== EJERCICIO ESCRITO 1 ==
Anota literalmente el pasaje del extracto del documento que aparece más abajo, desde "Tenemos, entonces, a" hasta "de cualquier adolescente.".

== EXTRACTO DEL DOCUMENTO ==

Tenemos, entonces, a un personaje que constantemente está culpando a los influjos externos de todo lo que él decide a partir de lo que le sucede. Y, aunque tiene una mala racha en que la vida parece golpearlo sin tregua, su desesperación y su desesperanza sólo tiene razón de ser si uno se asume como víctima, negándose a ver una realidad universal cósmica: que la vida no es fácil ni sólo grata; y, una realidad social cotidiana: que ese estado de desesperación y desesperanza, es la dinámica en que viven millones de personas que a diario tienen que sobreponerse a los anhelos clausurados y el sufrimiento en apariencia inexplicable, un sufrimiento que no es motivado por deseos de corte infantil como el de esta versión del Jocker. Si existiera alguna duda, bastaría con poner en una oración cada una de las cosas por las que se lamenta y compararlas con la angustia de cualquier adolescente. 
El sufrimiento de este Jocker intenta evadir toda responsabilidad y culpar al destino de todos los errores de carácter a los que dará rienda suelta luego de su rompimiento mental, una vez que la figura de La madre, su madre -a quien tiene en alta estima-, se fractura para demostrarle que no es la santa sufrida y abnegada que resiste estoicamente los embates de un cruel destino a la que fue arrojada por la vida y por la sociedad corrupta representada por Thomas Wayne. En esa fantasía, unos son corruptos y cada uno de sus actos es inhumano, mientras que otros son  nobles y, por ende, todas sus acciones están justificadas. La lógica del razonamiento que va de “el que mi madre me dice que es mi padre, un hombre rico y privilegiado, representante de quienes detentan el poder, no me reconoce y es malo conmigo como lo fue con mi madre, por lo tanto, la sociedad, los ricos, quienes tengan mejor suerte que yo y no estén dispuestos a aceptarme sólo por ser quien soy deben ser exterminados”, por decir lo menos, resulta un tren de pensamiento infantiloide, propio del mainstream contemporáneo que ha sido tratado y denunciado con mayor crudeza en El Señor de las moscas o El corazón de las Tinieblas, por citar un par de ejemplos. Es probable que para la idiosincrasia estadounidense y/o protestante anglosajona, haga sentido que la mente de un hombre, de por sí atormentado, se quiebre frente a una mala racha, sin embargo, incluso allí, hay ejemplos mucho más dramáticos e intensos, y menos pretenciosos, acerca de la enajenación, la desesperación y la desesperanza del hombre común, como por ejemplo Falling Down con Michael Douglas o Taxi Driver de Scorsese.

== DATOS PROPORCIONADOS ==
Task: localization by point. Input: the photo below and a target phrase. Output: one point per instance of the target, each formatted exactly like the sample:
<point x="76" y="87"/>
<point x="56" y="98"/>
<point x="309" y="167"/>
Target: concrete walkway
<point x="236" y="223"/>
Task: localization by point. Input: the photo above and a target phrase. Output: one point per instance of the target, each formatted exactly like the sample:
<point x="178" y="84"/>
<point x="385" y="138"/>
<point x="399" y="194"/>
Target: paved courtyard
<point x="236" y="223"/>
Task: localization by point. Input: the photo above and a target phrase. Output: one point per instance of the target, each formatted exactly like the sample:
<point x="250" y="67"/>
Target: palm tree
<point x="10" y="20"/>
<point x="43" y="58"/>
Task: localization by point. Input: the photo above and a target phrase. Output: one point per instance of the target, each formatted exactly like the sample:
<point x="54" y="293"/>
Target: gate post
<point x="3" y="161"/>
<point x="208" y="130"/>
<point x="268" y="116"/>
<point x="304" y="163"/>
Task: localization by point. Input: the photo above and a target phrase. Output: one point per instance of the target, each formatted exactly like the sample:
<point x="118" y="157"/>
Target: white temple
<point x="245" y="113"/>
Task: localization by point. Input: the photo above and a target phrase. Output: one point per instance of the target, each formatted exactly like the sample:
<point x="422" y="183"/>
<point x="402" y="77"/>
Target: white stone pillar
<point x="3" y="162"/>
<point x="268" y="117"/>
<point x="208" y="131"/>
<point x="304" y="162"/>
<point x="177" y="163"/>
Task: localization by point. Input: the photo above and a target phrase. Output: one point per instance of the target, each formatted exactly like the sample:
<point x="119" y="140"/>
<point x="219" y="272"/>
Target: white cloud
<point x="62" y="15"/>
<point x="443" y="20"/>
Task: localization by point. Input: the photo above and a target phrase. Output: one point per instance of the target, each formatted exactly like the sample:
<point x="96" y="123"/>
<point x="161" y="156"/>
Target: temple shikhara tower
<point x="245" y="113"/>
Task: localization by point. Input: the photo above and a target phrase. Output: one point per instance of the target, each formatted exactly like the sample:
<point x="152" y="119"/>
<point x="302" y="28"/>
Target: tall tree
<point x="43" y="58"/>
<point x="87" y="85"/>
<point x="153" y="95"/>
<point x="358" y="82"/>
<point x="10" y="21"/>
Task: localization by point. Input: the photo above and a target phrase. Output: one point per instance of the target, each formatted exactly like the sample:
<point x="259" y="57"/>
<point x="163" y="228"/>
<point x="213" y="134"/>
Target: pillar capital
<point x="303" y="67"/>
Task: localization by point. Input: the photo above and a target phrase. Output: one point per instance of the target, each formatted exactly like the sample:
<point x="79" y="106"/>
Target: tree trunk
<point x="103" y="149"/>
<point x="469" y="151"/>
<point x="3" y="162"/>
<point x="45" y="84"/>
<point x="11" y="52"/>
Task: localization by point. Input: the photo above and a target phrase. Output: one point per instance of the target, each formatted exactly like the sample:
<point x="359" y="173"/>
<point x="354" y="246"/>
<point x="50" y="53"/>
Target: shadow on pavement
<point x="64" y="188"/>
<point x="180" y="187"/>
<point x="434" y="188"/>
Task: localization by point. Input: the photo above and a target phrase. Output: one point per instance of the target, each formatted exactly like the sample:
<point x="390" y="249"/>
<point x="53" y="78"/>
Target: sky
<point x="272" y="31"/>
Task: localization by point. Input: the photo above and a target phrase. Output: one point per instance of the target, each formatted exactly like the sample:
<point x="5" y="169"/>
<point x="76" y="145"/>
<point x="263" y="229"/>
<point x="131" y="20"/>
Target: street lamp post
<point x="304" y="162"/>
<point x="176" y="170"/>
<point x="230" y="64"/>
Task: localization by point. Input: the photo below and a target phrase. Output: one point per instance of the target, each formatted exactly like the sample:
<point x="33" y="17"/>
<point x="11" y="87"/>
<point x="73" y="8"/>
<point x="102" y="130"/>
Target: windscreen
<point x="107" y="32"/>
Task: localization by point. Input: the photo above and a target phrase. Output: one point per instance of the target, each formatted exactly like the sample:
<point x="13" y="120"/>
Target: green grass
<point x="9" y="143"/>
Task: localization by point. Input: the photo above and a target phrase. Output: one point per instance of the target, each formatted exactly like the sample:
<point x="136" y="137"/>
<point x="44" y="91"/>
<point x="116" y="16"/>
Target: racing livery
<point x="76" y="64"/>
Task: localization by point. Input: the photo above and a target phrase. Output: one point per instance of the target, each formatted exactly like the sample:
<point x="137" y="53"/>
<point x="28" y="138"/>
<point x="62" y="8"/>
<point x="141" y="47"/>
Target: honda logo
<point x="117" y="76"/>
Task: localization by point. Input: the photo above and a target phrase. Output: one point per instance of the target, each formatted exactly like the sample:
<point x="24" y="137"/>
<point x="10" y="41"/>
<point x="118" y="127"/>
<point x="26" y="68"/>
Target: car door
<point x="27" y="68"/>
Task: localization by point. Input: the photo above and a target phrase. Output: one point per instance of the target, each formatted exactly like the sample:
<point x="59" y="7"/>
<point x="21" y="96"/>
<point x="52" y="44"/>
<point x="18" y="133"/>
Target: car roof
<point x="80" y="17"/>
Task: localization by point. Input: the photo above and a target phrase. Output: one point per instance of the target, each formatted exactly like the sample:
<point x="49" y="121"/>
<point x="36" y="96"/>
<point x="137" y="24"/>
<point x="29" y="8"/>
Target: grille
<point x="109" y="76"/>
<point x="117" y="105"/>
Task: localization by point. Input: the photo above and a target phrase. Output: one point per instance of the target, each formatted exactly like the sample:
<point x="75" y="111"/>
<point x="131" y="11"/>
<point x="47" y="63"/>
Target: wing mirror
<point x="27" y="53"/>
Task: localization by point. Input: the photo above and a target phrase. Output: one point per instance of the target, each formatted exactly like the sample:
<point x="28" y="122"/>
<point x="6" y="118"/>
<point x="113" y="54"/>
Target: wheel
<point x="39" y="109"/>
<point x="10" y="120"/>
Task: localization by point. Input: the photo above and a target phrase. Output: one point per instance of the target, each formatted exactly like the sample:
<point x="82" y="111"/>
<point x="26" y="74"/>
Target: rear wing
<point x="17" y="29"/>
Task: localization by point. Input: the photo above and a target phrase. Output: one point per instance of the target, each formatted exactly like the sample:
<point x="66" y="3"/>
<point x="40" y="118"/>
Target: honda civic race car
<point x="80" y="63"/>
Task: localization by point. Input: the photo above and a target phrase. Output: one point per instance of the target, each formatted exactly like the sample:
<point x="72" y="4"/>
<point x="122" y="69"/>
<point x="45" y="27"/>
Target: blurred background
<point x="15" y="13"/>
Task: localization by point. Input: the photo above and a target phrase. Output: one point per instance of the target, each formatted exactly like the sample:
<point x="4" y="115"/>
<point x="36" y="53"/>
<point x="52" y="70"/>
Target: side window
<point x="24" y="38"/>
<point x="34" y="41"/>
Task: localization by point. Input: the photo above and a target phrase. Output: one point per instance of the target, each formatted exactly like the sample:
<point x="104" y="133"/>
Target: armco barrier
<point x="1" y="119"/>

== EJERCICIO ESCRITO 2 ==
Localiza en las filas de arriba cada línea que contenga la palabra "temple" y cópiala tal como está.

== SOLUCIÓN ESCRITA 1 ==
Tenemos, entonces, a un personaje que constantemente está culpando a los influjos externos de todo lo que él decide a partir de lo que le sucede. Y, aunque tiene una mala racha en que la vida parece golpearlo sin tregua, su desesperación y su desesperanza sólo tiene razón de ser si uno se asume como víctima, negándose a ver una realidad universal cósmica: que la vida no es fácil ni sólo grata; y, una realidad social cotidiana: que ese estado de desesperación y desesperanza, es la dinámica en que viven millones de personas que a diario tienen que sobreponerse a los anhelos clausurados y el sufrimiento en apariencia inexplicable, un sufrimiento que no es motivado por deseos de corte infantil como el de esta versión del Jocker. Si existiera alguna duda, bastaría con poner en una oración cada una de las cosas por las que se lamenta y compararlas con la angustia de cualquier adolescente.

== SOLUCIÓN ESCRITA 2 ==
Target: white temple
Target: temple shikhara tower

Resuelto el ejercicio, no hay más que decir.